-- BEGIN PASSAGE GIVEN --
NLTK is a powerful Python library for working with human language data. It provides easy-to-use interfaces to over 50 corpora and lexical resources, such as WordNet. NLTK also includes a variety of text processing libraries for classification, tokenization, stemming, tagging, parsing, and semantic reasoning, among other natural language processing (NLP) tasks.
import nltk
from nltk.tokenize import word_tokenize, sent_tokenize
from nltk import pos_tag
from nltk.stem import PorterStemmer, WordNetLemmatizer
from nltk import ne_chunk
from nltk import FreqDist
# Tokenization
text = "NLTK is a powerful library for natural language processing."
words = word_tokenize(text)
sentences = sent_tokenize(text)
# Part-of-Speech Tagging
tagged_words = pos_tag(words)
# Stemming and Lemmatization
stemmer = PorterStemmer()
lemmatizer = WordNetLemmatizer()
-- END PASSAGE GIVEN --
-- BEGIN COLLECTED DATA --
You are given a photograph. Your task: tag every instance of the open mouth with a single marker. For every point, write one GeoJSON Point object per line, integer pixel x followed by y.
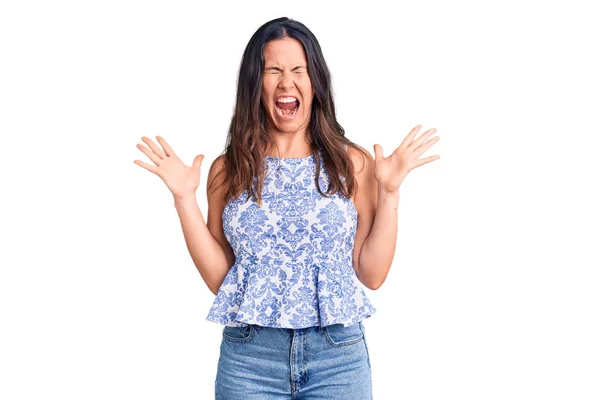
-- END COLLECTED DATA --
> **TASK TO COMPLETE**: From the NLTK passage, extract the part starting with "import nltk" and going on through "words = word_tokenize(text)", copied word for word. None of the material is needed here.

> **EXERCISE ANSWER**:
import nltk
from nltk.tokenize import word_tokenize, sent_tokenize
from nltk import pos_tag
from nltk.stem import PorterStemmer, WordNetLemmatizer
from nltk import ne_chunk
from nltk import FreqDist
# Tokenization
text = "NLTK is a powerful library for natural language processing."
words = word_tokenize(text)